I find Mr. Phan’s story inspiring, like so many immigrants (including my own parents) – fleeing his homeland during a time of war to the U.S. in hopes of building a dream, and succeeding through a lot of sweat and hard work. At the age of 15, he cooked out of necessity for his family of ten (while his parents each worked two jobs), and took the lead trying to assimilate his family to living in the U.S. Though he never formally trained as a chef (he actually studied Architecture), he is now the successful owner of The Slanted Door, a renowned restaurant in California that has been in business for the past 15 years, showcasing modern Vietnamese using local produce fresh ingredients. Bravo Charles!
And now for the Giveaway! I have one copy of Charles Phan’s Vietnamese Home Cooking cookbook to giveaway.
- 1 tablespoon Sichuan peppercorns
- 1 tablespoon annatto seeds
- ½ cup finely chopped shallots
- ½ cup olive oil
- ¼ cup finely minced garlic (about 8 cloves)

########################################

INSTRUCTIONS TO FOLLOW: Copy the Charles Phan passage from "I find Mr. Phan’s" up to and including "ingredients. Bravo Charles!", replacing "inspiring" with "moving". None of this data is needed here.

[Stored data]
########################################

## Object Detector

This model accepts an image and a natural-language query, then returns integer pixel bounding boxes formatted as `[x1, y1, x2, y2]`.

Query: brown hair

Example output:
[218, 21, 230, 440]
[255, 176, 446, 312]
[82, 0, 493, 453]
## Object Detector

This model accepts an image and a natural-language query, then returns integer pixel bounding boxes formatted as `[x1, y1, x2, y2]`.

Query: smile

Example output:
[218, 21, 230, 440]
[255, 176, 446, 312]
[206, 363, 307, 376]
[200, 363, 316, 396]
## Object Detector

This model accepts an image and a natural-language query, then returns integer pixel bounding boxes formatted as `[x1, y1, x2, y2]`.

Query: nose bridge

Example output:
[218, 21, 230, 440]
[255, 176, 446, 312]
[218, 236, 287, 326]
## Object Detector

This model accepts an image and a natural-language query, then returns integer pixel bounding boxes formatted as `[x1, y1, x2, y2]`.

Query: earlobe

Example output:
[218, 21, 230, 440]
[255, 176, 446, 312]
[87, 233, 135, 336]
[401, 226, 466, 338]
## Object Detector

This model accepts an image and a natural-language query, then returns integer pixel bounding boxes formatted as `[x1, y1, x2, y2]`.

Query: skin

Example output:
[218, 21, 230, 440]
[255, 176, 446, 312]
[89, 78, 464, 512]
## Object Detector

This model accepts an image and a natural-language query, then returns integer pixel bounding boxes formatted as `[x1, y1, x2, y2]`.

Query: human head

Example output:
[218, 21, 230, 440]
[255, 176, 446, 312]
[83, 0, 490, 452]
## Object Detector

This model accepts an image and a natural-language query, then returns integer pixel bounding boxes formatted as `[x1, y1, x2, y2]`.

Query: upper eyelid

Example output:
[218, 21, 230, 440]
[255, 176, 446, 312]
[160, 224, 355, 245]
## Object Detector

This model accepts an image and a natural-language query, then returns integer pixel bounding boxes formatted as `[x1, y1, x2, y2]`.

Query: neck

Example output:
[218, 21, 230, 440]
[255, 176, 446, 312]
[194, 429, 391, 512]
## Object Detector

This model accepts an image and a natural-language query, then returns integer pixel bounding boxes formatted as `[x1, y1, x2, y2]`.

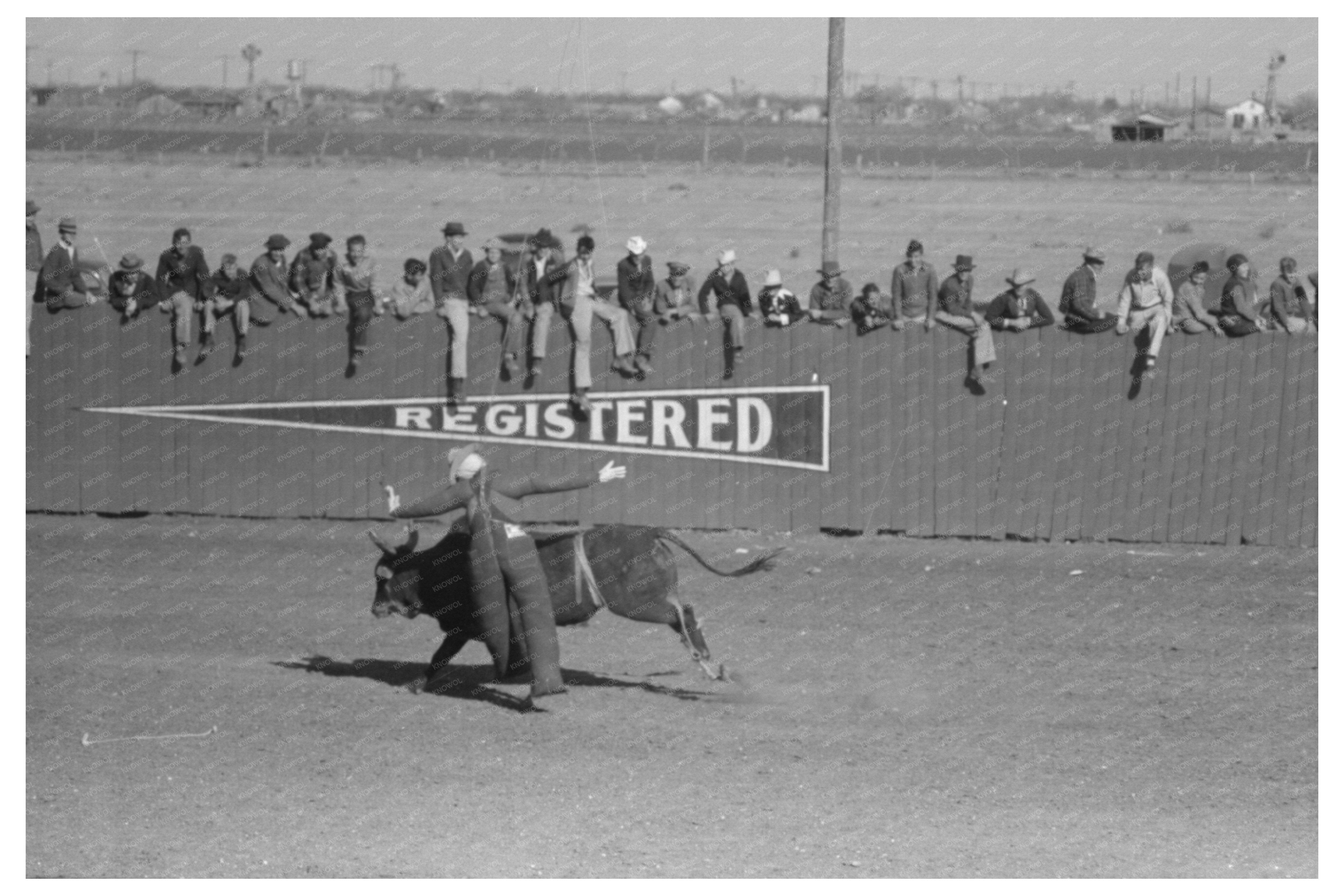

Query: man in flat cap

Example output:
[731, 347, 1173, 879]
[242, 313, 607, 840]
[653, 262, 708, 324]
[802, 262, 853, 326]
[466, 236, 527, 379]
[1059, 247, 1120, 333]
[1115, 250, 1175, 371]
[941, 255, 996, 383]
[429, 220, 476, 402]
[289, 232, 347, 317]
[891, 239, 938, 329]
[616, 236, 657, 373]
[108, 252, 159, 324]
[39, 216, 98, 312]
[985, 267, 1055, 333]
[247, 234, 308, 317]
[699, 249, 757, 354]
[23, 199, 42, 355]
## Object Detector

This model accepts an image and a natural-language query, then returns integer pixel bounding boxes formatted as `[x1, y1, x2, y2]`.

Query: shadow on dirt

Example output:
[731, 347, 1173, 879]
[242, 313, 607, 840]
[272, 655, 719, 712]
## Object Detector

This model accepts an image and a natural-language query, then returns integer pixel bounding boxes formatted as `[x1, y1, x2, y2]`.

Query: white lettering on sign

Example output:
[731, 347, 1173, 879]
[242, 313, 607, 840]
[696, 398, 732, 452]
[653, 398, 691, 449]
[616, 399, 649, 444]
[396, 407, 430, 430]
[485, 404, 521, 435]
[534, 402, 574, 439]
[444, 404, 476, 434]
[738, 398, 774, 453]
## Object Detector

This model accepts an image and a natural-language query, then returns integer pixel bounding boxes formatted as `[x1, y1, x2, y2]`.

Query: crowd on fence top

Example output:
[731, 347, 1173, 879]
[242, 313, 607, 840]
[27, 199, 1317, 412]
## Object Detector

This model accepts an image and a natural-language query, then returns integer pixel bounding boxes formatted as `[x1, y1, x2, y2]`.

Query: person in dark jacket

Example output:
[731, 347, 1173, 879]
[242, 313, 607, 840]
[1059, 249, 1120, 333]
[700, 249, 755, 352]
[616, 236, 657, 373]
[108, 252, 159, 324]
[23, 199, 42, 355]
[1218, 252, 1265, 336]
[985, 274, 1055, 332]
[384, 443, 625, 698]
[154, 227, 210, 371]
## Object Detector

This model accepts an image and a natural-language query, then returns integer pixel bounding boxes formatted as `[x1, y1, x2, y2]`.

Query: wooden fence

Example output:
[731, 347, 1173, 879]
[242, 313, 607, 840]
[26, 294, 1317, 545]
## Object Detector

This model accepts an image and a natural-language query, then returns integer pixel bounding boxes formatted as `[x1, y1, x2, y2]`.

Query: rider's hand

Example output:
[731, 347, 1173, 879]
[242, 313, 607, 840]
[597, 461, 625, 482]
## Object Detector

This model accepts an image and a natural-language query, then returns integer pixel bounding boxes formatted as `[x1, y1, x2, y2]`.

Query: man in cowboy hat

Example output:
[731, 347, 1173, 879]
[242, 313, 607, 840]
[40, 216, 98, 312]
[699, 249, 755, 352]
[941, 255, 996, 383]
[804, 262, 853, 326]
[757, 269, 805, 326]
[384, 443, 626, 698]
[1115, 250, 1175, 371]
[247, 234, 308, 317]
[108, 252, 159, 324]
[616, 236, 657, 373]
[653, 262, 708, 324]
[289, 232, 347, 317]
[891, 239, 938, 329]
[1167, 261, 1223, 336]
[562, 234, 637, 414]
[466, 236, 527, 379]
[985, 267, 1055, 333]
[23, 199, 42, 355]
[1059, 247, 1120, 333]
[429, 220, 476, 402]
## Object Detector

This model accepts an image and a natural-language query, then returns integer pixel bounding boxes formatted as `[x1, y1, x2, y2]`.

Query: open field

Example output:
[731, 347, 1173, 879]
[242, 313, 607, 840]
[26, 514, 1318, 877]
[27, 154, 1320, 310]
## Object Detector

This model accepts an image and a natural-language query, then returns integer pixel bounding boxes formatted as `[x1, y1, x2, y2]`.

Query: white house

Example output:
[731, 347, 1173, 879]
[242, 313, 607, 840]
[1223, 100, 1269, 130]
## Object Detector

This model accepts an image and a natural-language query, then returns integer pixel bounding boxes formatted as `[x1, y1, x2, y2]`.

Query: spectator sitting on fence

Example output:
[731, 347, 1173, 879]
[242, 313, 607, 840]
[653, 262, 706, 324]
[757, 269, 807, 326]
[196, 252, 262, 367]
[154, 227, 210, 371]
[336, 234, 383, 376]
[1218, 252, 1265, 336]
[247, 234, 308, 317]
[699, 249, 755, 352]
[289, 232, 347, 317]
[23, 199, 42, 355]
[805, 262, 853, 326]
[851, 283, 900, 336]
[1115, 251, 1173, 371]
[1167, 261, 1223, 336]
[1261, 257, 1316, 334]
[108, 252, 159, 324]
[38, 216, 98, 312]
[388, 258, 434, 321]
[466, 236, 527, 379]
[941, 255, 996, 383]
[985, 267, 1055, 333]
[891, 239, 938, 329]
[616, 236, 657, 373]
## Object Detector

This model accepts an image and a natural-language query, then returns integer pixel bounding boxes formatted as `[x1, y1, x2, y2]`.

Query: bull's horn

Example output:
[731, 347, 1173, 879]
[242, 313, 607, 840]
[368, 529, 396, 553]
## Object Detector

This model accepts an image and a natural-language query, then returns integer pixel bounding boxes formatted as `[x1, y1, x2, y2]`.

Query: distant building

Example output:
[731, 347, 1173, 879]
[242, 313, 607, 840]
[1223, 98, 1269, 130]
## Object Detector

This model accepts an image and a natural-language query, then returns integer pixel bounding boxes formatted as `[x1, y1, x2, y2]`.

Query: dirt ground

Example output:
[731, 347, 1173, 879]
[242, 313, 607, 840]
[27, 514, 1318, 877]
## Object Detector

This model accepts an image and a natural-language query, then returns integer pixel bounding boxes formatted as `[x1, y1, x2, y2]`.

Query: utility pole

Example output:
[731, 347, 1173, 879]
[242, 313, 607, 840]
[821, 19, 844, 266]
[126, 50, 145, 83]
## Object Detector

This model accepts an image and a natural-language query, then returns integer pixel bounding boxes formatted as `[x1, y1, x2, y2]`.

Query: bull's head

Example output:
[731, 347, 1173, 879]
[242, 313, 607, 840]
[368, 529, 422, 619]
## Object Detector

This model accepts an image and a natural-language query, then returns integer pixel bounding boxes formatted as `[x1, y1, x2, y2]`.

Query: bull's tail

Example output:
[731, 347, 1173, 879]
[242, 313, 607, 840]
[657, 528, 784, 576]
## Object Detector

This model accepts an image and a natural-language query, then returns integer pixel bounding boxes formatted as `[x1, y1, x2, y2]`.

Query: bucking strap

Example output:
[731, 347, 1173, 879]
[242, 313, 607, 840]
[574, 532, 606, 609]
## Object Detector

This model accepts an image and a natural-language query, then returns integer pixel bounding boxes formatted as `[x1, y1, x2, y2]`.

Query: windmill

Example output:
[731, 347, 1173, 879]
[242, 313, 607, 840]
[243, 43, 261, 87]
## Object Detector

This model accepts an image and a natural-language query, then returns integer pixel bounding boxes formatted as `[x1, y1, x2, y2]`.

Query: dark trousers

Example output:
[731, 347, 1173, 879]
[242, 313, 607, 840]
[1064, 314, 1120, 333]
[345, 293, 374, 355]
[1218, 316, 1259, 336]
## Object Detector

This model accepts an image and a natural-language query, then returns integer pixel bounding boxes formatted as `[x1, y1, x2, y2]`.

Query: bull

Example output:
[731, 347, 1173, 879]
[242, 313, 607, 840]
[368, 524, 784, 688]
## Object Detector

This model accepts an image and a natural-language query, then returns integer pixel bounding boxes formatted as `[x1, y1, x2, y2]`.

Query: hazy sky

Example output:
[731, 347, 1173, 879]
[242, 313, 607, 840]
[27, 19, 1318, 102]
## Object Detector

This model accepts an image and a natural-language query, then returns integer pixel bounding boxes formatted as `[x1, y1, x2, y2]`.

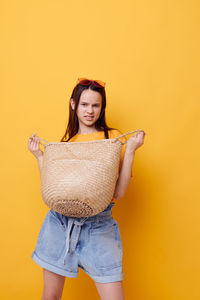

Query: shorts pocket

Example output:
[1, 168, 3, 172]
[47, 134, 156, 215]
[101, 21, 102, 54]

########################################

WRITTEN ANSWER:
I find Mr. Phan’s story moving, like so many immigrants (including my own parents) – fleeing his homeland during a time of war to the U.S. in hopes of building a dream, and succeeding through a lot of sweat and hard work. At the age of 15, he cooked out of necessity for his family of ten (while his parents each worked two jobs), and took the lead trying to assimilate his family to living in the U.S. Though he never formally trained as a chef (he actually studied Architecture), he is now the successful owner of The Slanted Door, a renowned restaurant in California that has been in business for the past 15 years, showcasing modern Vietnamese using local produce fresh ingredients. Bravo Charles!